>> Start EXTRACT TO READ

What new understandings emerge when we locate Squid Game within this long history of performing the personal as the political? How is that politics complicated by the ambivalent status of the Hallyu commodity, a commodity produced both to express domestic concerns and for exporting to a global audience? Is Hallyu necessarily self-conscious? How are Hallyu products differently received by Koreans, the Korean diaspora, countries outside of Korea, seasoned Hallyu fans, and other international viewers? What implications does this hold for our understanding of Hallyu and online fandom?

Suggested lines of inquiry for cluster contributions include, but are not limited to:

-The unstable meanings of Hallyu: What is it, who owns it, who is it for, what ends does it serve?

-Cultural analyses of Korean media content: Analyze Korean tv shows, music, film, variety programs, and other relevant narrative/audiovisual modes within a domestic and/or transnational context. What makes them distinctive?

>> End EXTRACT TO READ
>> Start SUPPLIED DATA

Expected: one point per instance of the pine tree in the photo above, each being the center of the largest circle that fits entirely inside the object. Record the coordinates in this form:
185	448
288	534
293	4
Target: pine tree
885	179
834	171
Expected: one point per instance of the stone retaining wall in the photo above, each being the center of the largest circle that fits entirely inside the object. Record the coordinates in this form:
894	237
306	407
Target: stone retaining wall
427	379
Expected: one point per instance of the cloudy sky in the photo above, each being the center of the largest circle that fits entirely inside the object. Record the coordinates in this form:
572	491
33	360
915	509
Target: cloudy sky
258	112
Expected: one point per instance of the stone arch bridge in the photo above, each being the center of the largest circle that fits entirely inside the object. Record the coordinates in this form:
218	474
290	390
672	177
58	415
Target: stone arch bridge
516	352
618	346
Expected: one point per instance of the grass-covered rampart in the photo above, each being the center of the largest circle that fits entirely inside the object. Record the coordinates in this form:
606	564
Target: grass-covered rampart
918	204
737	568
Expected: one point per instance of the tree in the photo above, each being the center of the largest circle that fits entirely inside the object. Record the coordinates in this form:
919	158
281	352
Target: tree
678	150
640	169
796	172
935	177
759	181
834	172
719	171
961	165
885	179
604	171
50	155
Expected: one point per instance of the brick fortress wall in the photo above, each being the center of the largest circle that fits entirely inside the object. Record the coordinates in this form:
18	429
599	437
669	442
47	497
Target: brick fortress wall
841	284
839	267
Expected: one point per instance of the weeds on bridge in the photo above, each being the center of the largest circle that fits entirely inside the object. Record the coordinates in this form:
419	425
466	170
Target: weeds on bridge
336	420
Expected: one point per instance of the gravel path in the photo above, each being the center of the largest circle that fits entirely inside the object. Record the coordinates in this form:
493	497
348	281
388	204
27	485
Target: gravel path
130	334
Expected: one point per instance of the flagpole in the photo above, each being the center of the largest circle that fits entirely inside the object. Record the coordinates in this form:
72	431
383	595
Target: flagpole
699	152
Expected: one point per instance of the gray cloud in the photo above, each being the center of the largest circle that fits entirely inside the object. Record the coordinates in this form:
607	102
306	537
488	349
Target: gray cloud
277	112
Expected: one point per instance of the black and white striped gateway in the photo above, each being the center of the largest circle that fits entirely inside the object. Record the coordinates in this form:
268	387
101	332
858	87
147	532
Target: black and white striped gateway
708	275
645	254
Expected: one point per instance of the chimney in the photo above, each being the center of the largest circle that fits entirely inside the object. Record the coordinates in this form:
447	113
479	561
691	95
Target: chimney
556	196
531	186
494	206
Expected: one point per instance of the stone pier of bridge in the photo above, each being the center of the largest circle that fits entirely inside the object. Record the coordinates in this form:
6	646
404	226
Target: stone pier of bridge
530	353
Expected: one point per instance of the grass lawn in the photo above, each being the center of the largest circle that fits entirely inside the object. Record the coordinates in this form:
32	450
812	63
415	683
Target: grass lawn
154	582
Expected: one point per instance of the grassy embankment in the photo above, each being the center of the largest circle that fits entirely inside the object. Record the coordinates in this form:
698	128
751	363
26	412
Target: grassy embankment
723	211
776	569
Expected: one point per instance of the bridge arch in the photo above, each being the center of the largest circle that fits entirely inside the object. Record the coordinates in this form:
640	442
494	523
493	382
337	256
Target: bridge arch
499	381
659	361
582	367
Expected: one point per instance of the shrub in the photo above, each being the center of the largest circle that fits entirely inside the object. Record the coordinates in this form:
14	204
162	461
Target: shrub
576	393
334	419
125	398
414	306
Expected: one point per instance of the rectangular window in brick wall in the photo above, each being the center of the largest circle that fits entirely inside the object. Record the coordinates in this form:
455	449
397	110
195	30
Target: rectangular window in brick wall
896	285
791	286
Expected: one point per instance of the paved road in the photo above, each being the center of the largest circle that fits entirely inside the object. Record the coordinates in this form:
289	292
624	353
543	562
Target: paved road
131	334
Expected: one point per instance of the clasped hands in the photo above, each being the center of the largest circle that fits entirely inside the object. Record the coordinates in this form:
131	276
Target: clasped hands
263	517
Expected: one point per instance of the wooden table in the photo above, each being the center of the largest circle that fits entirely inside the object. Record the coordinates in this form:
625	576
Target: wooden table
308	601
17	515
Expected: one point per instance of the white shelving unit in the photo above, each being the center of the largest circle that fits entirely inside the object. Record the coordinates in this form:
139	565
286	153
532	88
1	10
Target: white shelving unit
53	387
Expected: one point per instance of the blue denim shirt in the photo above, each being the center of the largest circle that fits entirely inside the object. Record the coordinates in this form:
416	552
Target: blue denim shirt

>> End SUPPLIED DATA

**GOAL 1:** According to the Hallyu passage, for what two purposes is the Hallyu commodity produced?
**GOAL 2:** List every audience that the Hallyu passage says may receive Hallyu products differently.
**GOAL 3:** Continue the Hallyu passage from its final sentence.

**EXPECTED ANSWER 1:** It is produced both to express domestic concerns and for export to a global audience.

**EXPECTED ANSWER 2:** Koreans, the Korean diaspora, countries outside of Korea, seasoned Hallyu fans, and other international viewers.

**EXPECTED ANSWER 3:**
-Hallyu’s (neo)colonial roots and/or (post)colonial implications

-Cross-cultural comparisons: Compare Korean and non-Korean popular media. As an example: What distinguishes Squid Game from other cultural offerings within the “battle royale” genre, such as America’s Hunger Games and Japan’s Alice in Borderland?

-The self-consciousness of Hallyu products: their mutual references and porous boundaries. As an example: How does Squid Game’s themes, motifs, and eye-popping sets connect and/or consciously allude to other Korean cultural exports, including variety game shows, K-pop, and other internationally popular tv shows?

-Digital Hallyu: The influence of streaming and social media platforms on Korean popular culture

-Hallyu fandom: Fan practices and their potentially transformative power

-Hallyu's uneven reception across different communities and cultures: Koreans, the Korean diaspora, the Global South, the Global North, seasoned fans, novice viewers, etc.